** START OF DATA FOR THIS EXERCISE **

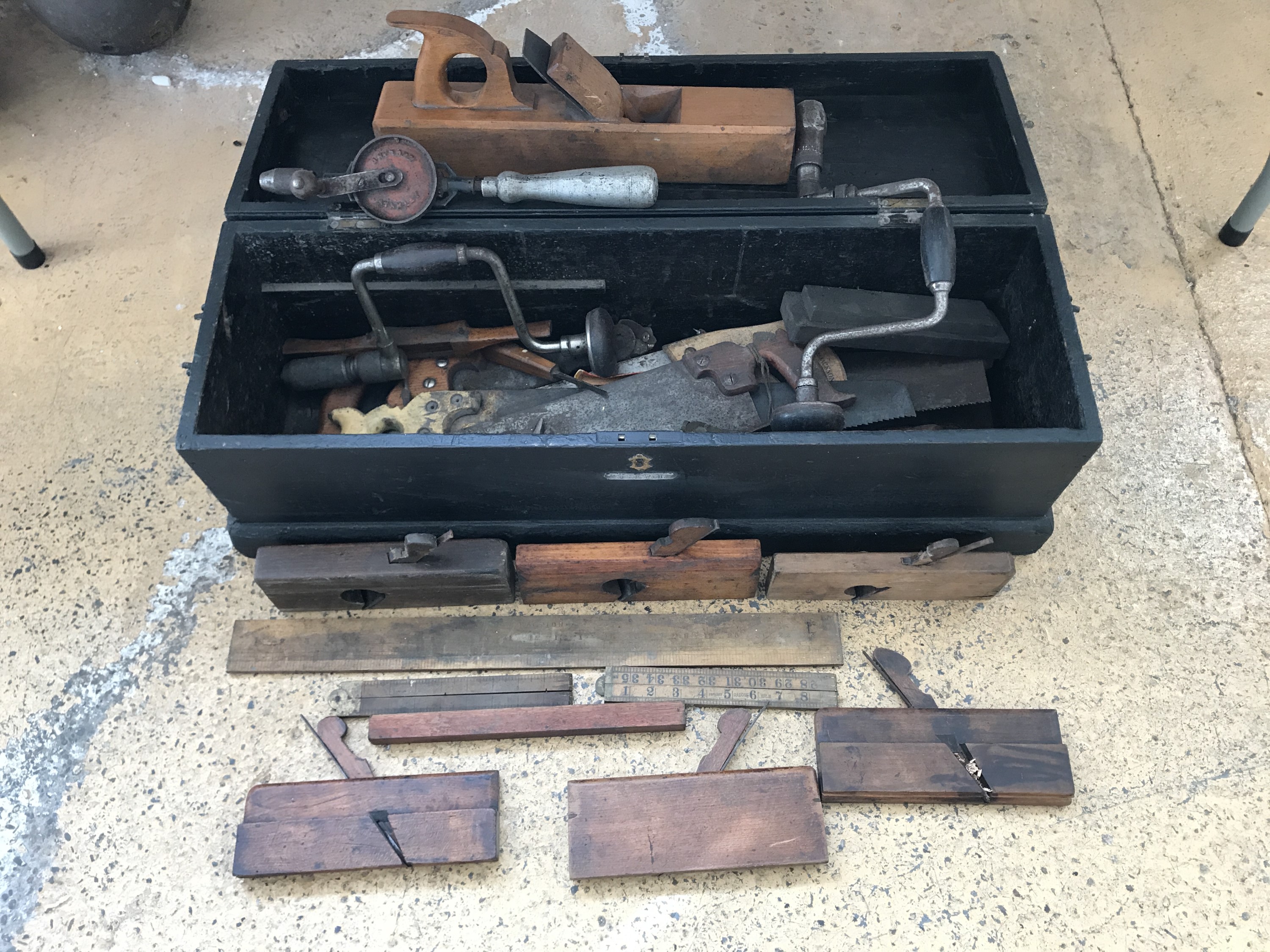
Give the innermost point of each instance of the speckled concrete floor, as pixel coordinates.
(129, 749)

** END OF DATA FOR THIS EXERCISE **
** START OF DATA FOR THIS EXERCISE **

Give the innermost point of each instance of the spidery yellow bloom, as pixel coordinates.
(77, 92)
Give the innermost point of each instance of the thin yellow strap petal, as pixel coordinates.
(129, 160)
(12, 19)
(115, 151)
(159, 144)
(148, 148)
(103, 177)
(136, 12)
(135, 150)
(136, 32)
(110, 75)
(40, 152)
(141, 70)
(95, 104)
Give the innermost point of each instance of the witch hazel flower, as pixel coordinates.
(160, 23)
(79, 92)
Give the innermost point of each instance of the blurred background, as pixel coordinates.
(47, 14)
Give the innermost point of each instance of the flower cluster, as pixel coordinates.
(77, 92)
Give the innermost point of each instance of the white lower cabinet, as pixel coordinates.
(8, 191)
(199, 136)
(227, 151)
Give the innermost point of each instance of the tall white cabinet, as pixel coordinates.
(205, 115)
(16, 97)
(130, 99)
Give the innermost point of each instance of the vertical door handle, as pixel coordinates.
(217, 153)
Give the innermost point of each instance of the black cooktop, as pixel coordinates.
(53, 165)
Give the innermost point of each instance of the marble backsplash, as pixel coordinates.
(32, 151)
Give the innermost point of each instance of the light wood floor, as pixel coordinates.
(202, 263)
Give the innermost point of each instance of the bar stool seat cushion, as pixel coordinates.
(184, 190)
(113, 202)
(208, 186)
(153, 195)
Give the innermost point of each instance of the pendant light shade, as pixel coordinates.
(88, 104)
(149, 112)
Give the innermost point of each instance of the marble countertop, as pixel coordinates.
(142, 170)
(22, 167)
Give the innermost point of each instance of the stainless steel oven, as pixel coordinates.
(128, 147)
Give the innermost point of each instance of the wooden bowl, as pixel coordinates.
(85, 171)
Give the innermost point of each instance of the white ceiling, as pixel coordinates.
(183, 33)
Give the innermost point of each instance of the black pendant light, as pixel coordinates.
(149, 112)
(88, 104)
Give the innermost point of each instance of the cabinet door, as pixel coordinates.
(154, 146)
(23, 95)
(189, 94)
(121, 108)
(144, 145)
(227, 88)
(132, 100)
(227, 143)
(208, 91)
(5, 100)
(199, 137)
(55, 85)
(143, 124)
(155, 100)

** END OF DATA FOR THIS EXERCISE **

SHORT EXERCISE:
Find each line in the items above that contains the word "marble", treating uppercase and lowercase as different, and copy every such line in full.

RESULT FOR THIS TASK:
Give the innermost point of each instance of the marble backsplash, as pixel coordinates.
Give the innermost point of each instance of the marble countertop, as pixel coordinates.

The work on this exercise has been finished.